Supplied data ::
____________________
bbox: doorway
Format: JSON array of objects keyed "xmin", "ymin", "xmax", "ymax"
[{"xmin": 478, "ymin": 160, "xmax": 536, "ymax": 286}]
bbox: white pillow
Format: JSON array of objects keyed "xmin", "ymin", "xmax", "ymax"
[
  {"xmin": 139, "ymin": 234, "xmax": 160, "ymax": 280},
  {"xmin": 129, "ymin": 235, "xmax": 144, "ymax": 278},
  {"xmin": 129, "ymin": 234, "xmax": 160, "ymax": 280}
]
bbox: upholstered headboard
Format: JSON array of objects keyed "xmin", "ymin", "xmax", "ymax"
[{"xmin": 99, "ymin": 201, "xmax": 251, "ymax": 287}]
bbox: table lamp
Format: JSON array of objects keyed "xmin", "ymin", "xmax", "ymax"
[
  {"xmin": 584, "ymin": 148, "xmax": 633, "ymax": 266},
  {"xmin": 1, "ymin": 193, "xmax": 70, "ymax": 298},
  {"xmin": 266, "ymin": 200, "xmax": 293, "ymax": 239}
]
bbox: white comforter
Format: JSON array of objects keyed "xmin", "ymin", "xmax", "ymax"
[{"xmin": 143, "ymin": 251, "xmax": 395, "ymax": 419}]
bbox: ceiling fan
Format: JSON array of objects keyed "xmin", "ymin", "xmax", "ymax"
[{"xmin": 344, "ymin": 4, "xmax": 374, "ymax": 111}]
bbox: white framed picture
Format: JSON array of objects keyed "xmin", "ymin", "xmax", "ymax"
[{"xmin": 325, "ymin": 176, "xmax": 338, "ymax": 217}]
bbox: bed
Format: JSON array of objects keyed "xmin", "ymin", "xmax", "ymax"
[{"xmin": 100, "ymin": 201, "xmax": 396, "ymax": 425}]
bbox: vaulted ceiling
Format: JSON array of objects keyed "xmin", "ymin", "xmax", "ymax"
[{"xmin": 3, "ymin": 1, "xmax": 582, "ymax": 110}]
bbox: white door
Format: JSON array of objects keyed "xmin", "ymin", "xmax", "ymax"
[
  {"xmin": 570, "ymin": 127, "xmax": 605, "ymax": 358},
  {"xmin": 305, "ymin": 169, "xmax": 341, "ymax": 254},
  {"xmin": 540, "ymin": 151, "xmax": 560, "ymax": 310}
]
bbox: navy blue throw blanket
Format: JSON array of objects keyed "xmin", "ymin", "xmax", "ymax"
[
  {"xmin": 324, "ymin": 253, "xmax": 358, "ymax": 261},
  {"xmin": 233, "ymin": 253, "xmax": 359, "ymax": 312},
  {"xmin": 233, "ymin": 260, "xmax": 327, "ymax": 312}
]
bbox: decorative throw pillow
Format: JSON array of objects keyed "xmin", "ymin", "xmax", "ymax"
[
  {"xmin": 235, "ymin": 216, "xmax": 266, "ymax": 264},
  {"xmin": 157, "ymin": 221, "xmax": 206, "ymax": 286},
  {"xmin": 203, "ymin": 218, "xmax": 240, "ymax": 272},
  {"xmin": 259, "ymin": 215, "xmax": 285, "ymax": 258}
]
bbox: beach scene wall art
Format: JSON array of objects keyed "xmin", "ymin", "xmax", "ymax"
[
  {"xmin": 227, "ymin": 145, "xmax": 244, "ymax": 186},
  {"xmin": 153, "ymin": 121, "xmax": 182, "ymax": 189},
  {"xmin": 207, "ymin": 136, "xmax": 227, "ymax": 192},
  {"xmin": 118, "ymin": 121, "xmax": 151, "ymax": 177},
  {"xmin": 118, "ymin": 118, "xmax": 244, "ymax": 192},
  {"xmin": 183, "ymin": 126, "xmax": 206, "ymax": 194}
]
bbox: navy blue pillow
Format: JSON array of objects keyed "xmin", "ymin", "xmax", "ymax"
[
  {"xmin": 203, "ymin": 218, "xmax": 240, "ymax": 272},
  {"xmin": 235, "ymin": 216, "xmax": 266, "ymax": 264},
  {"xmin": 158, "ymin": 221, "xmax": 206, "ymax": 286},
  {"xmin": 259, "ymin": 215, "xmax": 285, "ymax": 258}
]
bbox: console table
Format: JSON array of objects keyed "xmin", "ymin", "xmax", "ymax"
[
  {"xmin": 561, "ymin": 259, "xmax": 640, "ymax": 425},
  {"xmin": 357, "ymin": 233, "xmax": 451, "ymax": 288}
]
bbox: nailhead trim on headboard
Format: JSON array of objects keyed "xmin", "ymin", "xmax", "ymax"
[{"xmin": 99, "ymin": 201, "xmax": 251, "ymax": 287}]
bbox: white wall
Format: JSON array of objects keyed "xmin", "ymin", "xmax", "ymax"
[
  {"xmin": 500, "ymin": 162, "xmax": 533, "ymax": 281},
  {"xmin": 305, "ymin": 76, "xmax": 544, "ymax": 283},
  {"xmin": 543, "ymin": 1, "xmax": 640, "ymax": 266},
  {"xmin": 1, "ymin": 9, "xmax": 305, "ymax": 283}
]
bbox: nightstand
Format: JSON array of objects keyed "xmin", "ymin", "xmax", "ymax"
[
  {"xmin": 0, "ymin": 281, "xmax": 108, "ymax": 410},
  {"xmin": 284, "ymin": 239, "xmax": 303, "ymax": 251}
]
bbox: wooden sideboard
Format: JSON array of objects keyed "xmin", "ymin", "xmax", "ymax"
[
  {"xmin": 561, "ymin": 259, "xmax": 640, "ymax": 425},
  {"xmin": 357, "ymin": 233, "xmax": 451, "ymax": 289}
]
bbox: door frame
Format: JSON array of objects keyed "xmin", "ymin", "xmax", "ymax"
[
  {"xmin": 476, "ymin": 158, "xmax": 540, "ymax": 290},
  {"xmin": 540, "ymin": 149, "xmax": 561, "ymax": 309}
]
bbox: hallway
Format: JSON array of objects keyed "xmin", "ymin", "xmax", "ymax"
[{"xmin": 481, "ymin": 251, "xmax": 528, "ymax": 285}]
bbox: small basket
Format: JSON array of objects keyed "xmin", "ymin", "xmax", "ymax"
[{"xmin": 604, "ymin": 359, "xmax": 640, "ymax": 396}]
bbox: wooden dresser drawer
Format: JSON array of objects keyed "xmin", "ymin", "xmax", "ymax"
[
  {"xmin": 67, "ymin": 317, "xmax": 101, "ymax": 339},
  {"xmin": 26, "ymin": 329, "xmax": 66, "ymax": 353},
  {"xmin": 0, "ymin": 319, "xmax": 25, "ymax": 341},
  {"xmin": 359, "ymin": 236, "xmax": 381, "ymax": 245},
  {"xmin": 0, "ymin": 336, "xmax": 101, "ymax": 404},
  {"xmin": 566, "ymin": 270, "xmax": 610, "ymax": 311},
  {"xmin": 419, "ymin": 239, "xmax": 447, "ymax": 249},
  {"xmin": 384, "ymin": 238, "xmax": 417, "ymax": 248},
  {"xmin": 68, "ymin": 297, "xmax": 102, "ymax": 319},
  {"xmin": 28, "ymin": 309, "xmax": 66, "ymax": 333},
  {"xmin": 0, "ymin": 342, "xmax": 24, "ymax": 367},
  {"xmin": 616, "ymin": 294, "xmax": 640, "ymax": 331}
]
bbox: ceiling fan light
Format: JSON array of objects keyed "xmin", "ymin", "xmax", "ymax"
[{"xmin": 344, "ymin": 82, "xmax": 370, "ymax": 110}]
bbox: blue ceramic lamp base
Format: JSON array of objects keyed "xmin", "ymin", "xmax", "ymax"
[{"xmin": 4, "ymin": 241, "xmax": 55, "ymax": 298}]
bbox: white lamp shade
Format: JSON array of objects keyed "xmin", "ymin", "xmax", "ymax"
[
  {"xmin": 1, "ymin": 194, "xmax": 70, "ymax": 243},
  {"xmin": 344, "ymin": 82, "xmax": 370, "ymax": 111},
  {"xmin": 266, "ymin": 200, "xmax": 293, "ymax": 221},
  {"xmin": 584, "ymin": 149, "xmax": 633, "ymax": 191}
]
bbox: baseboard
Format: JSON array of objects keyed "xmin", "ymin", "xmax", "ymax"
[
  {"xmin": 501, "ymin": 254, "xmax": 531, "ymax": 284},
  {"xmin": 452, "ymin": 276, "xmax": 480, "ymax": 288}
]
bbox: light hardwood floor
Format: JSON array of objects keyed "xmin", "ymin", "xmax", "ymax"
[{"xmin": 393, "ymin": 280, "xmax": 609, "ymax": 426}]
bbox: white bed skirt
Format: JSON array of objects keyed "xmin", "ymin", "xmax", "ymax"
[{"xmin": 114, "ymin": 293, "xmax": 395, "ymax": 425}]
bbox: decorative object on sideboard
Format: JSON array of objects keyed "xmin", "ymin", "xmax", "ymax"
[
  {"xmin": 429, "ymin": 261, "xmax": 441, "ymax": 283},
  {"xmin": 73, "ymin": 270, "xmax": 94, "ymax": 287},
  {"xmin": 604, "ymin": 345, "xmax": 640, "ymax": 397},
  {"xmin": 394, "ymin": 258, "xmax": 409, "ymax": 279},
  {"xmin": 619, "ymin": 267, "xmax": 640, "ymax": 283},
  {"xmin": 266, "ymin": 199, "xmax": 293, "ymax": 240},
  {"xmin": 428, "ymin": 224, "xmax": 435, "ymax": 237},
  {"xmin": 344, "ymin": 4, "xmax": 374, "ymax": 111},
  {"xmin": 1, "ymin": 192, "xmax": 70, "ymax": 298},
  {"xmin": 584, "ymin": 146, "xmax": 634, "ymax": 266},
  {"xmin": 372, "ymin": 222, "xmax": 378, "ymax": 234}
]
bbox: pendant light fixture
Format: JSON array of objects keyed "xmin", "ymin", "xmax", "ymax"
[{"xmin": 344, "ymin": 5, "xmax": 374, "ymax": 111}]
____________________
Your task :: The answer must be every line of the records above that holds the word "sideboard".

Expected answer ::
bbox: wooden sideboard
bbox: decorative object on sideboard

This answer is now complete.